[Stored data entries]

══════════

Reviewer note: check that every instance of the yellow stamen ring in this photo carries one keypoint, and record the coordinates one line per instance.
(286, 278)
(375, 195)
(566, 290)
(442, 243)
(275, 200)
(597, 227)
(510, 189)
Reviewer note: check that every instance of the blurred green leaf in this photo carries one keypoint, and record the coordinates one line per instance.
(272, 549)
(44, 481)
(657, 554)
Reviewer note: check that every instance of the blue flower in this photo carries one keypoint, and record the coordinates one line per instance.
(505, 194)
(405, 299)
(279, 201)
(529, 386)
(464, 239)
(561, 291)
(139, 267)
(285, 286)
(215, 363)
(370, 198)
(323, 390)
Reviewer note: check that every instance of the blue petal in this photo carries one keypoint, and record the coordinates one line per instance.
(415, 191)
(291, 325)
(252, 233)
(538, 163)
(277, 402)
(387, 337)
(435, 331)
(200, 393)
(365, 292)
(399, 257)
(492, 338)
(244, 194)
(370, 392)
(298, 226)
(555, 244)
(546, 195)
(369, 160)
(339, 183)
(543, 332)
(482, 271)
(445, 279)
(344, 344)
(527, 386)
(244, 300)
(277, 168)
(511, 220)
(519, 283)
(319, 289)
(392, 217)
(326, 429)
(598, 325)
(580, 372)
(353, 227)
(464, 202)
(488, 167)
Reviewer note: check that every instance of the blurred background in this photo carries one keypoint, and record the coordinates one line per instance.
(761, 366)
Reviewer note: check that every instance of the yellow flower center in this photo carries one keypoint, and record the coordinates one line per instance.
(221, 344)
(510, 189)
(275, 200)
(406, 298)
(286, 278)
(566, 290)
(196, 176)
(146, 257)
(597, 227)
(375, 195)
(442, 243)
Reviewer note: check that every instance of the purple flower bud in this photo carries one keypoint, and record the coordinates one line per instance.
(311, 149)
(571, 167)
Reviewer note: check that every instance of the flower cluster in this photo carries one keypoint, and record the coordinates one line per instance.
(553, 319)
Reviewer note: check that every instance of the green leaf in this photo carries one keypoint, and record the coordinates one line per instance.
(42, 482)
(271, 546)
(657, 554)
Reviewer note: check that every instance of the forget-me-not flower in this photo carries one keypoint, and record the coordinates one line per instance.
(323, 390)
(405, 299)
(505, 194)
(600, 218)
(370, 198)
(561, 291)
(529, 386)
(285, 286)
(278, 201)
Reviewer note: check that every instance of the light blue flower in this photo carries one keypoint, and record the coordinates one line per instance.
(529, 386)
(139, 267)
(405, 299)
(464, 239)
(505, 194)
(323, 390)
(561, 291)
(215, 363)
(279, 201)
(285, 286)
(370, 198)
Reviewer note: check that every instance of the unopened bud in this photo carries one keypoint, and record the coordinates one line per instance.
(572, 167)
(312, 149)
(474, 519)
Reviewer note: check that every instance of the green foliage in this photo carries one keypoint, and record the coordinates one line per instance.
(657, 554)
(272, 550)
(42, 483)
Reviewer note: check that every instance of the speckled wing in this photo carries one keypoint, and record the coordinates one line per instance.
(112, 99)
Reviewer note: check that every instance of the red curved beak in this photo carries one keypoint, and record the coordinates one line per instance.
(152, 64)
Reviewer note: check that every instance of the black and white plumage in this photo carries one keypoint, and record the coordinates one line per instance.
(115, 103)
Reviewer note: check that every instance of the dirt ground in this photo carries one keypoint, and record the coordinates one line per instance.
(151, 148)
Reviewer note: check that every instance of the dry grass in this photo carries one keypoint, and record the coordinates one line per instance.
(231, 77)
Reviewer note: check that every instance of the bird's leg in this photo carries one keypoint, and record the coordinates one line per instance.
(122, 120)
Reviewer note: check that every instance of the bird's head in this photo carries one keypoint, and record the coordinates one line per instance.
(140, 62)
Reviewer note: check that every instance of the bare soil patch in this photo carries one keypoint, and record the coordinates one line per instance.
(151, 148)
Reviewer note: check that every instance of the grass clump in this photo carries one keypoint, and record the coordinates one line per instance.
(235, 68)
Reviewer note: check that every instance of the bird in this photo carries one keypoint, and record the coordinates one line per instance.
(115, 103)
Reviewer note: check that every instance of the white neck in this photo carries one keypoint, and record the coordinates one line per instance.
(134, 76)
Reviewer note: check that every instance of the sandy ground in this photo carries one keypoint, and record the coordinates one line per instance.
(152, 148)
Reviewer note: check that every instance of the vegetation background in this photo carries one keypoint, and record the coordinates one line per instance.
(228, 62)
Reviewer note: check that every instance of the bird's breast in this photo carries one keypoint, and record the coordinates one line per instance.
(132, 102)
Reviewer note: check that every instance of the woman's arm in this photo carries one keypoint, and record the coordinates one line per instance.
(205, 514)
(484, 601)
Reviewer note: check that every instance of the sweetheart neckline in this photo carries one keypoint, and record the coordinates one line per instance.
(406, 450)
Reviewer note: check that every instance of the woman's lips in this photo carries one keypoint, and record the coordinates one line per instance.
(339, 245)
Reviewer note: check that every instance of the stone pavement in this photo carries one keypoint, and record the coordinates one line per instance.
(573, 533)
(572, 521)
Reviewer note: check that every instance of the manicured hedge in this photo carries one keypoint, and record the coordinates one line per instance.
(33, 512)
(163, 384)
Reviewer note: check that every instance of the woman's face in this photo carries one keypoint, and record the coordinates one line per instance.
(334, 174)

══════════

Work task =>
The line containing "Reviewer note: check that every instance of the manicured" begins the span, and the last line of the records above ends it. Return that span exactly, and nothing outside it.

Exercise result =>
Reviewer note: check that every instance of the manicured hedge in this photo carries one keypoint, and record the coordinates one line per instance.
(33, 512)
(163, 384)
Reviewer note: check that every instance of the woman's face in this photo carries one keypoint, and record the coordinates one line per instance.
(334, 174)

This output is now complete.